What to produce. Retype everything in the material from the line containing "Guideline: one marker per instance of the snow-covered" down to the line containing "Target: snow-covered ridge", both lines included, and nothing else.

Records.
<<<<
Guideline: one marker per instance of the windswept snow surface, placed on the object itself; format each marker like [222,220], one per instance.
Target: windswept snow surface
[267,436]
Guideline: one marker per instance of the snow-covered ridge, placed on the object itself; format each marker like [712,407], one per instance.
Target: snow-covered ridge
>>>>
<<<<
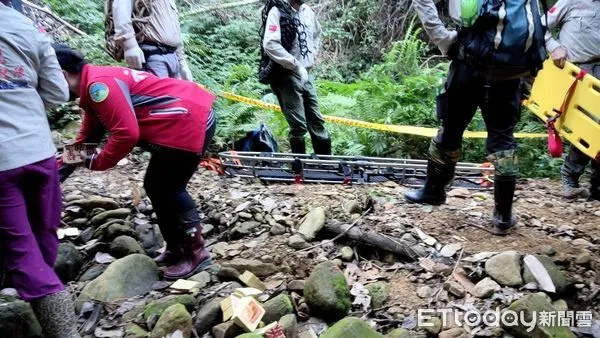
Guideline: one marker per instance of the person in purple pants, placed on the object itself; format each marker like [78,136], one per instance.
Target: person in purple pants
>>>>
Solution to this task.
Guideline: one marker per instance of the snow-covered ridge, placed on the object itself; format each marker like [712,407], one per instance.
Target: snow-covered ridge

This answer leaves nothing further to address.